== Source text ==
┄┄┄┄┄┄┄┄┄┄

WASHINGTON/NEW YORK (Reuters) -The daily U.S. death toll from COVID-19 has surpassed 3,000 for the first time, prompting pleas for Americans to scale back Christmas plans even with vaccines on the cusp of winning regulatory approval.
COVID-19 deaths reached 3,253 on Wednesday, pushing up the U.S. total since the start of the pandemic to 289,740. A record 106,219 people were hospitalized with the highly infectious respiratory disease.
Healthcare professionals and support staff, exhausted by demands of the pandemic, have been watching patients die alone as millions of Americans refuse to follow medical advice to wear masks and avoid crowds to contain the spread.
Nursing home residents and staff have also felt the burden.
“This is a pandemic that no one has ever experienced in our lifetimes,” Stephen Hanse, president of the New York State Health Facilities Association and the New York State Center for Assisted Living, told Reuters on Thursday.
The one-day death toll exceeded the number of lives lost from the attacks of Sept. 11, 2001, underscoring the human toll and the call for Americans to redouble efforts.
“No Christmas parties. There is not a safe Christmas party in this country right now,” Dr. Michael Osterholm, a member of U.S. President-elect Joe Biden’s COVID-19 advisory board, told CNN on Thursday.
“It won’t end after that but that is the period right now where we could have a surge upon a surge upon a surge,” Osterholm said.

┄┄┄┄┄┄┄┄┄┄

Copy the part of the COVID-19 death toll report that begins with "WASHINGTON/NEW YORK (Reuters)" and ends with "infectious respiratory disease.", but swap "pleas" for "calls".

┄┄┄┄┄┄┄┄┄┄

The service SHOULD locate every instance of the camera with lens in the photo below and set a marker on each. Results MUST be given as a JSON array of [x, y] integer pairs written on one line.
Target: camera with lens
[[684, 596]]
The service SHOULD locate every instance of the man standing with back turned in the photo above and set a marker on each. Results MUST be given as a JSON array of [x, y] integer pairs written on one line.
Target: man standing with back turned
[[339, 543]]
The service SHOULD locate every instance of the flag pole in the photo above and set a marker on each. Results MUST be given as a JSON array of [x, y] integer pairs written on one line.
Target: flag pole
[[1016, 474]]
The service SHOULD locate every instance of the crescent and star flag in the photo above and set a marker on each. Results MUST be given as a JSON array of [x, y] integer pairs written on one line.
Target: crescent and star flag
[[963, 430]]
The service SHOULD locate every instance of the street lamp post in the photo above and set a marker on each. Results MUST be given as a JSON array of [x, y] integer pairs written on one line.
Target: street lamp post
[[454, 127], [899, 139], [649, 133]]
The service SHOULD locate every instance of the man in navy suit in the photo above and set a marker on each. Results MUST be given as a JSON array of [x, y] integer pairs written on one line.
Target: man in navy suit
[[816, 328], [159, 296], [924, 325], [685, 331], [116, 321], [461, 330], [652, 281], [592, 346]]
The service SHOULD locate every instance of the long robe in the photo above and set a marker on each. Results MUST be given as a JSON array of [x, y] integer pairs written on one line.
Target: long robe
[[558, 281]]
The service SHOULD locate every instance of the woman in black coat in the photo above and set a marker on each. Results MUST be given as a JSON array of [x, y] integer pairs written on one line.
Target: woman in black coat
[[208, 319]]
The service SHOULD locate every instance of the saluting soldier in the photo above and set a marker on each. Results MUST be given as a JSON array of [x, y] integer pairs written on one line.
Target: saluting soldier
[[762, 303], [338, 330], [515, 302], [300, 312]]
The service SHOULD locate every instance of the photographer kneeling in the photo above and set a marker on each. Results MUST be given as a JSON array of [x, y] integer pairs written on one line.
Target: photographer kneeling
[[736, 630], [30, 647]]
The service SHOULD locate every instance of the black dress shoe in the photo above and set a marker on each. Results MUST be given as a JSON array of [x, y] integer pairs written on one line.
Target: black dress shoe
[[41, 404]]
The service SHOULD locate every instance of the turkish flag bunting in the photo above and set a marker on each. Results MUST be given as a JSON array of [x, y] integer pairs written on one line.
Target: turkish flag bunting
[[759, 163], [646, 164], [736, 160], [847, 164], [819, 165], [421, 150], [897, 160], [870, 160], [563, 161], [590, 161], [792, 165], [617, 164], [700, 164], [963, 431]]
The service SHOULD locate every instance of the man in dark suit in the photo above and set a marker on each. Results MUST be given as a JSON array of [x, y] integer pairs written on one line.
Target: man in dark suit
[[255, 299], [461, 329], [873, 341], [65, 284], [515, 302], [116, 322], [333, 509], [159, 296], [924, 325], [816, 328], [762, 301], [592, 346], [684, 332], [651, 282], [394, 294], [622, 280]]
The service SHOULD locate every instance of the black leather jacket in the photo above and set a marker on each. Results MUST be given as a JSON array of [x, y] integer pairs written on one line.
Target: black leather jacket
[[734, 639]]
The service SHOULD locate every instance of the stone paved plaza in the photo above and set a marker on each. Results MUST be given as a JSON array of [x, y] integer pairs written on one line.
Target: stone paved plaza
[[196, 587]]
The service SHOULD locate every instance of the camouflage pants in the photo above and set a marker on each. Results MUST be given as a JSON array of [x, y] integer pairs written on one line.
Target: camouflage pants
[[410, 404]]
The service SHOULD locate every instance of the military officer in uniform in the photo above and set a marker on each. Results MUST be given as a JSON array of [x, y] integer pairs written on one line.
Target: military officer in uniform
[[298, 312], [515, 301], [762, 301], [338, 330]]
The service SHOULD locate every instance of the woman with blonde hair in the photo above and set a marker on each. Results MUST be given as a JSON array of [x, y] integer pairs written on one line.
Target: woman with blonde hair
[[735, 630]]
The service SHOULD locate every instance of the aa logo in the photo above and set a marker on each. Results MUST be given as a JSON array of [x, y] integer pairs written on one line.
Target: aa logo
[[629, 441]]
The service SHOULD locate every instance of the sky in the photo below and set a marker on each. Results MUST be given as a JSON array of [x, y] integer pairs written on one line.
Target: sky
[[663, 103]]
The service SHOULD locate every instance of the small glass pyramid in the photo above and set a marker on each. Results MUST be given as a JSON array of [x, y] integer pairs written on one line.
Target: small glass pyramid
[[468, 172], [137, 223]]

┄┄┄┄┄┄┄┄┄┄

== Response area ==
WASHINGTON/NEW YORK (Reuters) -The daily U.S. death toll from COVID-19 has surpassed 3,000 for the first time, prompting calls for Americans to scale back Christmas plans even with vaccines on the cusp of winning regulatory approval.
COVID-19 deaths reached 3,253 on Wednesday, pushing up the U.S. total since the start of the pandemic to 289,740. A record 106,219 people were hospitalized with the highly infectious respiratory disease.